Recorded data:
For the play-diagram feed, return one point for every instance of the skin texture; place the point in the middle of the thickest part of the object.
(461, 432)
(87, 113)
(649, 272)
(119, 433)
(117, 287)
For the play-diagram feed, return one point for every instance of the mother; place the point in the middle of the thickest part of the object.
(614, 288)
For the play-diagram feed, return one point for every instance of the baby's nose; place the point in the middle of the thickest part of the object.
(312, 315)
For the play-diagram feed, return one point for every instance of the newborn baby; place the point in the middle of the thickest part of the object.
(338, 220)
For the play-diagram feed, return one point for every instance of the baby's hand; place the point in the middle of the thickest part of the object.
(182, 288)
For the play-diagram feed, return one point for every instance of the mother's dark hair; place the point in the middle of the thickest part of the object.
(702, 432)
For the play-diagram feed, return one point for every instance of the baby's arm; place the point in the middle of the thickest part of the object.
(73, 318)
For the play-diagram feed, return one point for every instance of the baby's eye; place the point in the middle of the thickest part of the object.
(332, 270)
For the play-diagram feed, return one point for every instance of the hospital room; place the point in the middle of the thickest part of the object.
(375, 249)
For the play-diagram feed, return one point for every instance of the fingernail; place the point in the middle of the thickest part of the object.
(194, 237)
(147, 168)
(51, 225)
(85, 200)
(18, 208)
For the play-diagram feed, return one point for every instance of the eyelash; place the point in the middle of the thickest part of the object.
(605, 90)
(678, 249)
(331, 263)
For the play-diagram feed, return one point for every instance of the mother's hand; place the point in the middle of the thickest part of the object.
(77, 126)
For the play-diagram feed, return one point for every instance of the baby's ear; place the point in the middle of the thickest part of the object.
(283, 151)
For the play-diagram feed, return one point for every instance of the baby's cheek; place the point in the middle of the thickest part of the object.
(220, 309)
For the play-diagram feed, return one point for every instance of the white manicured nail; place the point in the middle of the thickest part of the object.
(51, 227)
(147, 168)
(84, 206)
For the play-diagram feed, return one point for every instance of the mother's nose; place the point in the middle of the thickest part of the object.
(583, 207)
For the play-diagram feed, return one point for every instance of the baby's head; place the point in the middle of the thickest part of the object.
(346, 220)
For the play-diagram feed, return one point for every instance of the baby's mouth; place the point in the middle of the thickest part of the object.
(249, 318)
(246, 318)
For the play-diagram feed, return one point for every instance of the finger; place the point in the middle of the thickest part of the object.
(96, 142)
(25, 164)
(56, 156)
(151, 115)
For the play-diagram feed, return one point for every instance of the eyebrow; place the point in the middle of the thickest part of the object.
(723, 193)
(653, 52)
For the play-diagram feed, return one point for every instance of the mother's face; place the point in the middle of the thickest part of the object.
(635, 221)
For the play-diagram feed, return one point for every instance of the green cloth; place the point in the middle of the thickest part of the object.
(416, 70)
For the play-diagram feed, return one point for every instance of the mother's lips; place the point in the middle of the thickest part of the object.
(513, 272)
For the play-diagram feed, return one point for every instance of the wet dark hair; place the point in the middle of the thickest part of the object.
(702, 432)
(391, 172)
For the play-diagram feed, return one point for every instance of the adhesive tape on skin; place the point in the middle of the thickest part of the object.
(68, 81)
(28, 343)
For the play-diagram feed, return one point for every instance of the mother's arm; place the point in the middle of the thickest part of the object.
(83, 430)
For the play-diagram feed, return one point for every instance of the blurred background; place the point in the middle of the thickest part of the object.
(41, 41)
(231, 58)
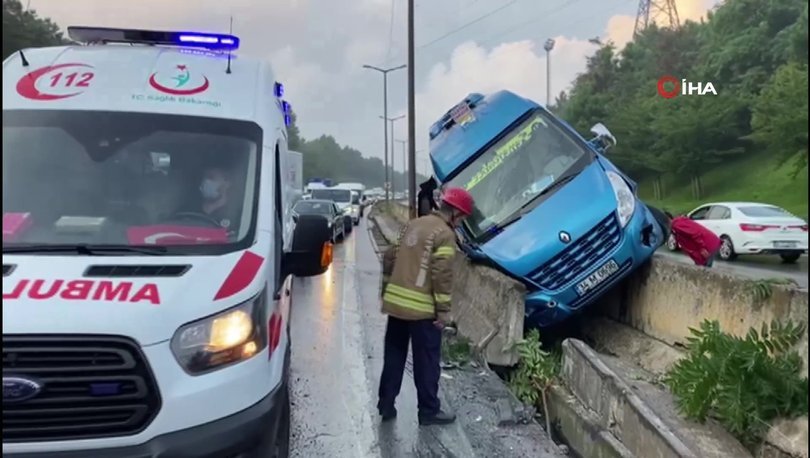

**WHAT IS REQUIRED:** Replace "thickest part" with "widest part" throughout the lines above, and keep every other word and point the same. Leave the pictures out of your answer.

**RESULT:**
For the play-diagram feed, return one point for every instance of the skin texture; place the point in the middle of the widest part of the object.
(461, 432)
(87, 113)
(649, 272)
(119, 433)
(117, 287)
For the play-diagram feed, return one point for every instance of the mother; place the point in the middle of the widest part of the object.
(614, 288)
For the play-diagram feed, return one point for every instance of the baby's nose; place the point in the middle of the widest part of the object.
(312, 315)
For the play-diagram feed, return one point for every instance of the newborn baby; place the point in the middle of the widest part of the object.
(338, 220)
For the play-diagram feed, return one point for every instance of the baby's hand; place the point in the middle of the widest part of the object.
(182, 288)
For the play-diagram feed, return one point for every instance of the mother's dark hair; place the point in the middle of the widest part of the object.
(702, 432)
For the play-diagram feed, return one point for every instance of the baby's arm; place the point in the middle of the widest part of the object.
(73, 318)
For the play-diagram feed, return one point for every instance of the baby's eye; place the point in the middle of the widest part of the object.
(332, 270)
For the play-diagram feed, return one point for every instance of the hospital room; place the point in the middle of the widest part of the object.
(375, 249)
For the play-diagram feed, return one point for every instance of the fingernail; place the point in the middle of the widest part of the object.
(194, 237)
(147, 168)
(51, 225)
(85, 200)
(18, 208)
For the play-diagram feed, return one point for every instance of the eyelash; place the point in the middle of the widest part of the object.
(605, 90)
(678, 249)
(331, 263)
For the play-diagram feed, return one point for every instance of the mother's hand; place the point in the middle of the widest part of the object.
(77, 126)
For the play-diagram feed, return one point for every instance of the baby's ear; place the point in the middle of the widest part of the object.
(283, 151)
For the play-diagram feed, return one point for every instance of the baby's cheek; place the point in the middle of the widest part of the object.
(220, 309)
For the play-diagram feed, return one point for every instance of the white manicured nail; place the point in the middle of the widest part of the object.
(51, 227)
(147, 168)
(84, 206)
For the play-diagram feed, return one point for every instance of the mother's nose; place the point in the middle of the widest part of the object.
(583, 207)
For the play-diagram feed, return one point for every instance of the baby's head; place the point in the middle of the widest part of the object.
(346, 220)
For the play-diagram feed, return one point for every instance of the baby's mouth; place the point in the middle of the widest part of the object.
(249, 318)
(246, 318)
For the play-diagram feed, return one point for every instance of the finger; place the point in the middle of the widest part of the object.
(96, 142)
(25, 164)
(56, 156)
(151, 115)
For the play-diagram feed, return one point for every instance of the eyebrow; place the point in the middle of the widest part of the object.
(723, 193)
(653, 52)
For the play-diagram feed, return one point for every instance of the mother's face; place the point in the middle of the widest part of the object.
(635, 221)
For the play-diagram feed, return one point for every instance of the green cloth; place the point in the middle of the widest part of the object.
(416, 70)
For the play-diagram feed, return one point for every instance of the mother's lips; place the point in the middle of the widest part of the object.
(513, 272)
For the play-diagram feed, return one point for every instance of the wet dark hair; place the point in the middle of the widest part of the object.
(702, 432)
(391, 172)
For the play-diagram feed, return one point for every instance of the adhesive tape on skin; place the point in the middle of the widest part of the object.
(68, 81)
(28, 343)
For the play-diagram feed, return one point for every instance of the mother's arm; place the point in the middle of the widest part of the object.
(83, 430)
For the play-diagram feed, return one point for every instance of the blurred background; place the point in the middle of the widest part of the object.
(41, 41)
(231, 58)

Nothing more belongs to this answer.